- AVAILABLE DATA:

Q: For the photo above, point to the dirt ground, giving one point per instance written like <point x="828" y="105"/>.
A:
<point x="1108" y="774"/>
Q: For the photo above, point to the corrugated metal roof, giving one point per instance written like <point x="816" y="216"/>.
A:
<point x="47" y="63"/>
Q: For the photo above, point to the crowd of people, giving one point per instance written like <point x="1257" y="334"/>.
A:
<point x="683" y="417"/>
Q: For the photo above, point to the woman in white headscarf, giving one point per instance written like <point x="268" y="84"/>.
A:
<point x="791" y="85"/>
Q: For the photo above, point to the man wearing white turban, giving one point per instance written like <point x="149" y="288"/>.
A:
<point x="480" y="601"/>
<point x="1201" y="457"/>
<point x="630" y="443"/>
--
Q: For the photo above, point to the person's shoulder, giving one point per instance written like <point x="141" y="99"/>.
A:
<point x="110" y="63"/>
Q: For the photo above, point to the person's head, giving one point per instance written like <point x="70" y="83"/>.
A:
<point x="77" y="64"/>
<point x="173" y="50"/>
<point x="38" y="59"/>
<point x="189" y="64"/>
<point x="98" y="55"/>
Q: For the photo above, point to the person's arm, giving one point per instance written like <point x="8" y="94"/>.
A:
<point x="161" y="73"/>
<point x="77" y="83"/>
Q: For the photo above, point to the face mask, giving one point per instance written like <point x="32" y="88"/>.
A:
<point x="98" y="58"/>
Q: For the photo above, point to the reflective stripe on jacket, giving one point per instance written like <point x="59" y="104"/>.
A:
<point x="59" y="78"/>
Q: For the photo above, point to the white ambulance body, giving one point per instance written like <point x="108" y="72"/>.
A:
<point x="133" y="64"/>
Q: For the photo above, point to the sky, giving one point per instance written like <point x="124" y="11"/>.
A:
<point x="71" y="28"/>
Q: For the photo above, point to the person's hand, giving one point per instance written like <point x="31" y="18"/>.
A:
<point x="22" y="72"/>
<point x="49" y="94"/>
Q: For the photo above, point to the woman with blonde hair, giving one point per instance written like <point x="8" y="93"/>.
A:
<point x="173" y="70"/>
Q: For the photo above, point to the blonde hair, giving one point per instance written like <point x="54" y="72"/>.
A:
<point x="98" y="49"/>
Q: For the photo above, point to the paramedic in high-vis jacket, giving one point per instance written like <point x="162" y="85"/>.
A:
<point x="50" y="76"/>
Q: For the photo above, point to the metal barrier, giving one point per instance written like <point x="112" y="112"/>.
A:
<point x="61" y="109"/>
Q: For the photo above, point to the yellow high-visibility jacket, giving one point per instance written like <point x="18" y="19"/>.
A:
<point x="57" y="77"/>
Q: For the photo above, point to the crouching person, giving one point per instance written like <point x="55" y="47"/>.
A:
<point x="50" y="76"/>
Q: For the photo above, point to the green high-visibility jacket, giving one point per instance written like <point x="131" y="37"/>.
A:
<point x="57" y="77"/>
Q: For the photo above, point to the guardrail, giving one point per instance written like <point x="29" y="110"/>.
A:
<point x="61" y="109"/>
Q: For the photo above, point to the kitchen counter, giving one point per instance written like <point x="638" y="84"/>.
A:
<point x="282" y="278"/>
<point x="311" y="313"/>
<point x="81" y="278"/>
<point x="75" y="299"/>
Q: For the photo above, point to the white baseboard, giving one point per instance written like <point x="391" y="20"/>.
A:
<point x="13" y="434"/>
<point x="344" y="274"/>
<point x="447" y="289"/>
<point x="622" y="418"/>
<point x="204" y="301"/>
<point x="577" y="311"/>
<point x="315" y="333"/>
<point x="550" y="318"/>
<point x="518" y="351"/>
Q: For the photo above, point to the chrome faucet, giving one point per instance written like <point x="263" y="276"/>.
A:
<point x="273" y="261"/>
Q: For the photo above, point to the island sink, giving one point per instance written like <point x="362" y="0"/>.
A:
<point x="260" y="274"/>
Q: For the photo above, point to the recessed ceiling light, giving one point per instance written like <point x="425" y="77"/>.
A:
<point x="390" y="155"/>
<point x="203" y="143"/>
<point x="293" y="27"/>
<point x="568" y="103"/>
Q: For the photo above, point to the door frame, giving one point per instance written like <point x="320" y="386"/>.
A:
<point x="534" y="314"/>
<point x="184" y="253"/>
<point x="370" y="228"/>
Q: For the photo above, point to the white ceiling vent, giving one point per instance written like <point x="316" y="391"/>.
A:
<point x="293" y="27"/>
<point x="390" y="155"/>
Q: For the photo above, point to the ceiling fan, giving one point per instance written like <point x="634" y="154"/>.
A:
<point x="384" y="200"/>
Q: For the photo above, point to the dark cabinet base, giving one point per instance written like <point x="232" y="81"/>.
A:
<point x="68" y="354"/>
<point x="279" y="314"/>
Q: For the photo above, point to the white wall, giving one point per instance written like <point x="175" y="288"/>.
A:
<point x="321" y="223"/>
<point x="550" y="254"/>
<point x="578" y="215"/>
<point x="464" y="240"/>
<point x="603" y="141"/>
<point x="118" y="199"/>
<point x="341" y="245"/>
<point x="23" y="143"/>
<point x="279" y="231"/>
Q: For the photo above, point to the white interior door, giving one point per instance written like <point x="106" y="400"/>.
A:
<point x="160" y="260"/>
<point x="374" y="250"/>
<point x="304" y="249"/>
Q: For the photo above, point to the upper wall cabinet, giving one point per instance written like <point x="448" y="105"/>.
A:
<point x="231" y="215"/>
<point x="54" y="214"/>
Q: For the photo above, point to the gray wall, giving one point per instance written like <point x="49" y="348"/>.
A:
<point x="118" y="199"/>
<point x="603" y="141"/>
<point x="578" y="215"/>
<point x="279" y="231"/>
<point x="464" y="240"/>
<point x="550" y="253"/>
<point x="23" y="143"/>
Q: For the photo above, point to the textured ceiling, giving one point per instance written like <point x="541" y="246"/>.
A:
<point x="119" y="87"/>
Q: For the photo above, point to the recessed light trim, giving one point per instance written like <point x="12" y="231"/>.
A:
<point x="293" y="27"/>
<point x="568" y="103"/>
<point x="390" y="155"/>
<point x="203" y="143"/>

- TASK PROMPT:
The answer must be every line of the data that contains the word "hair".

- ANSWER TO THE PROBLEM:
Q: For the photo above, point to the woman with blonde hair, giving one point per instance written like <point x="8" y="93"/>.
Q: For the photo above, point to the blonde hair, giving one point per instance written like <point x="54" y="72"/>.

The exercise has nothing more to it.